= EXERCISE DIRECTIONS =
Make an exact copy of the records below. Include every line.
* * *
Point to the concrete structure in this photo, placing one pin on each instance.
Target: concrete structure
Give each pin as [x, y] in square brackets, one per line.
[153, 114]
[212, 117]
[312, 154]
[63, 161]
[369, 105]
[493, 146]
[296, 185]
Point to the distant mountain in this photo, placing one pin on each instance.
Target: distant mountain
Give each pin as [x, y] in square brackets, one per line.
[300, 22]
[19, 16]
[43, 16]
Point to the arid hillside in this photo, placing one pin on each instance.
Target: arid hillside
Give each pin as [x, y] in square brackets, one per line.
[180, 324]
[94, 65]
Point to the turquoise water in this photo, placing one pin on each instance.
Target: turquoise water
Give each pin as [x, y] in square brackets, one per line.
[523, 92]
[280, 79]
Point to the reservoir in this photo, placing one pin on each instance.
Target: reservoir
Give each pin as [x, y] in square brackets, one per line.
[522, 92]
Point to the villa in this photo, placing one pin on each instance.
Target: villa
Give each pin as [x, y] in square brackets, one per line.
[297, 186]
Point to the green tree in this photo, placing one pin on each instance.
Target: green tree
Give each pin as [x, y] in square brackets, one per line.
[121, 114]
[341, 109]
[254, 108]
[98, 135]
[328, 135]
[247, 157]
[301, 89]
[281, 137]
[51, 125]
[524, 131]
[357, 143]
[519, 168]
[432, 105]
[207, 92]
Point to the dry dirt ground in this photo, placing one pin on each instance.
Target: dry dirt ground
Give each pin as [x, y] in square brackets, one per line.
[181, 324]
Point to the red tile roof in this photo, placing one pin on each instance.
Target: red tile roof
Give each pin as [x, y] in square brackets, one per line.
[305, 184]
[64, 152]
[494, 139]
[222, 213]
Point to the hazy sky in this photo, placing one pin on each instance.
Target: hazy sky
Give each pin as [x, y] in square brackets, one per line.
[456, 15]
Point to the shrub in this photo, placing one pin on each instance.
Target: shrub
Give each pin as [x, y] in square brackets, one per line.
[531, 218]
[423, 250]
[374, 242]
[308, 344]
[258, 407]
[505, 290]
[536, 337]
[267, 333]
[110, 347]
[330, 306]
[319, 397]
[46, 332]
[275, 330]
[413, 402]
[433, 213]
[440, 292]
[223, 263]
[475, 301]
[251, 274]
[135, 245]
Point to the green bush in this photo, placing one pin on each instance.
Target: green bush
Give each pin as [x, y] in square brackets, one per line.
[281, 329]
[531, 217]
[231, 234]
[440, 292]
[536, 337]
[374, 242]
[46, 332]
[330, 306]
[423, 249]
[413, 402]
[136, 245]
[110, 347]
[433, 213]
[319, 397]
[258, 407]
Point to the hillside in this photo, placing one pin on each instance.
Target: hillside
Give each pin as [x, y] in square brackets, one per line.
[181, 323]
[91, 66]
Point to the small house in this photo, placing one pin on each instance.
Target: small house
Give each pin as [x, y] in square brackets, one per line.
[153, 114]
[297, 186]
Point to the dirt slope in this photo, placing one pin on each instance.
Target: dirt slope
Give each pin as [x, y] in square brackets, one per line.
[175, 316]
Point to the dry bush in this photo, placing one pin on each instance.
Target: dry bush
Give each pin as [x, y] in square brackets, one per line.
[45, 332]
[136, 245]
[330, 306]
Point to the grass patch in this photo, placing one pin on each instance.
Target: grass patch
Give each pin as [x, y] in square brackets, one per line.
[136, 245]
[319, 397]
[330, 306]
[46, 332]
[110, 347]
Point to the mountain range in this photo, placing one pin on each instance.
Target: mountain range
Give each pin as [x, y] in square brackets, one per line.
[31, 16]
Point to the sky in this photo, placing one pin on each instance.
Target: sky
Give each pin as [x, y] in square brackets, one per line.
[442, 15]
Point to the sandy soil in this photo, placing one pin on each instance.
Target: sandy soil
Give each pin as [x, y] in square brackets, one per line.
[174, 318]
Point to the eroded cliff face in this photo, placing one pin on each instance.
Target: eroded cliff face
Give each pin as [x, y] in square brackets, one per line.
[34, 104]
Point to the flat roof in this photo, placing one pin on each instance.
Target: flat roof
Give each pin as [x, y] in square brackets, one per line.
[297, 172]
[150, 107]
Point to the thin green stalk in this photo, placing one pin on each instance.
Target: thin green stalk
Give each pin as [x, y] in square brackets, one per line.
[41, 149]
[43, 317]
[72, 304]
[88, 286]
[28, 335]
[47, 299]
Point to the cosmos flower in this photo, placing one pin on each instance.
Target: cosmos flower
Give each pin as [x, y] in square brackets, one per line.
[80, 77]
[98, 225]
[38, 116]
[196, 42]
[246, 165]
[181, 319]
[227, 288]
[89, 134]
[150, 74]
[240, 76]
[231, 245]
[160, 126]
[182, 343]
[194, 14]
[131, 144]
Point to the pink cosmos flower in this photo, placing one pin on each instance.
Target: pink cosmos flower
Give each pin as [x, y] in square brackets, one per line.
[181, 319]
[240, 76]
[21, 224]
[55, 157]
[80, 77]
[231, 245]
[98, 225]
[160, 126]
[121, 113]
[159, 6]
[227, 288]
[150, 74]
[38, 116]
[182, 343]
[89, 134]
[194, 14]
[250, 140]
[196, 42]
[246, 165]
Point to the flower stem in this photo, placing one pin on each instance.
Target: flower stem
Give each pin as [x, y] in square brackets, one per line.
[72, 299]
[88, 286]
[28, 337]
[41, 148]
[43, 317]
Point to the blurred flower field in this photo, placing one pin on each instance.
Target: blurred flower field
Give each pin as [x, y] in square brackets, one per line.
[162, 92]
* * *
= SOLVED PROBLEM =
Point to the concrete structure in this photo, placing one pin on each instance.
Target: concrete structure
Give each pin as [x, y] in square brackets, one per line.
[153, 114]
[212, 117]
[312, 154]
[63, 161]
[369, 105]
[493, 146]
[296, 185]
Point to the distant mountain in this photo, placing one pin on each instance.
Target: distant mountain
Give each pin as [x, y] in square brackets, one per line.
[300, 22]
[19, 16]
[43, 16]
Point to the arid hillside in this photo, placing one pin on each instance.
Target: arid hillside
Give each pin as [x, y] in square brackets, one per line.
[180, 324]
[94, 65]
Point to the turquoise water in this photo, placing one pin on each instance.
Target: turquoise water
Give each pin as [x, y] in square brackets, one per line.
[523, 92]
[280, 79]
Point to the reservoir in this photo, placing one pin on each instance.
Target: reservoir
Give each pin as [x, y] in square brackets, one per line.
[522, 92]
Point to the villa in this photo, placing one pin on each instance.
Target: villa
Give each pin as [x, y] in square brackets, one per line.
[297, 186]
Point to the green tree in this photo, placing one pin on each instance.
Target: green tree
Give each pin as [x, y] in square brackets, one per line.
[121, 114]
[341, 109]
[254, 108]
[98, 135]
[328, 135]
[247, 157]
[301, 89]
[281, 137]
[51, 125]
[524, 131]
[357, 143]
[519, 168]
[432, 105]
[207, 92]
Point to the dry dirt ground in this photo, placing one pin on each instance.
Target: dry dirt ground
Give each pin as [x, y] in square brackets, one per line.
[181, 324]
Point to the red tile roof in this photo, placing one pin on each instance.
Target: red tile roof
Give each pin as [x, y] in square brackets, one per line.
[305, 184]
[64, 152]
[494, 139]
[222, 213]
Point to the hazy sky in this photo, placing one pin on each instance.
Target: hazy sky
Give each pin as [x, y] in square brackets, one per line.
[456, 15]
Point to the shrub in this photo, placing one pin on each instance.
Target: shrub
Give each pin as [x, y] in square brackets, one per line.
[531, 218]
[423, 250]
[374, 242]
[308, 344]
[258, 407]
[505, 290]
[536, 337]
[267, 333]
[110, 347]
[330, 306]
[319, 397]
[46, 332]
[275, 330]
[413, 402]
[433, 213]
[440, 292]
[223, 263]
[475, 301]
[251, 274]
[135, 245]
Point to the green bush in this photo, placing one pin on each instance.
Target: green bush
Give each pin as [x, y] in square brackets, one per line.
[281, 329]
[531, 217]
[231, 234]
[440, 292]
[536, 337]
[374, 242]
[46, 332]
[330, 306]
[423, 249]
[413, 402]
[136, 245]
[110, 347]
[433, 213]
[319, 397]
[258, 407]
Point to the hillside in this photo, placing one pin on each instance.
Target: hillside
Give each pin as [x, y] in square brackets, one per line.
[181, 323]
[91, 66]
Point to the small house in this photo, placing one pin on each instance.
Target: small house
Give each pin as [x, y] in square brackets, one per line.
[153, 114]
[297, 186]
Point to the dirt slope in this photo, placing one pin on each instance.
Target: dirt slope
Give each pin as [x, y] in square brackets, one per line.
[175, 316]
Point to the dry bush in this photo, placing one pin on each instance.
Target: dry bush
Give each pin as [x, y] in square brackets, one per line.
[45, 332]
[136, 245]
[330, 306]
Point to the grass patch in this photo, placing one pin on each instance.
Target: grass patch
Give each pin as [x, y] in square brackets, one per line.
[136, 245]
[319, 397]
[330, 306]
[46, 332]
[110, 347]
Point to the mountain range in this photo, placing one pin on each instance.
Target: mountain range
Give each pin as [x, y] in square brackets, one per line.
[31, 16]
Point to the sky in this photo, placing one pin on each instance.
Target: sky
Give each pin as [x, y] in square brackets, one per line.
[442, 15]
Point to the sandy soil in this photo, placing one pin on each instance.
Target: sandy soil
Give each pin as [x, y] in square brackets, one per line.
[174, 318]
Point to the eroded cliff face in this photo, placing one pin on each instance.
Target: eroded cliff face
Give each pin as [x, y] in square brackets, one per line.
[34, 104]
Point to the flat roof in this photo, placing one pin on each instance.
Target: flat roof
Give each pin as [x, y] in square brackets, one per line.
[297, 172]
[150, 107]
Point to the thin green stalk in this photo, placing one pin on each instance.
Target: thin green stalk
Give each pin as [x, y] in square brackets, one per line.
[41, 149]
[43, 317]
[72, 304]
[88, 286]
[28, 335]
[47, 299]
Point to the cosmos flower in this photo, placing one pin on each instance.
Target: cosmos flower
Give each pin as [x, y] in square brackets, one per line.
[80, 77]
[98, 225]
[38, 116]
[196, 42]
[246, 165]
[181, 319]
[227, 288]
[89, 134]
[150, 74]
[240, 76]
[231, 245]
[160, 126]
[182, 343]
[194, 14]
[131, 144]
Point to the pink cosmos flower in this photo, placing one pin on each instance.
Target: pink cosmos flower
Give each pin as [x, y] in square brackets, one per line.
[181, 319]
[240, 76]
[21, 224]
[55, 157]
[80, 77]
[231, 245]
[98, 225]
[160, 126]
[121, 113]
[159, 6]
[227, 288]
[150, 74]
[38, 116]
[182, 343]
[89, 134]
[194, 14]
[250, 140]
[196, 42]
[246, 165]
Point to the flower stem in this photo, placing one pin on each instance.
Target: flower stem
Give each pin as [x, y] in square brackets, one per line.
[72, 299]
[88, 286]
[28, 337]
[41, 148]
[43, 317]
Point to the blurred flower field in this photo, placing one pin on each instance.
Target: blurred flower field
Give each pin as [x, y] in square brackets, one per line.
[162, 92]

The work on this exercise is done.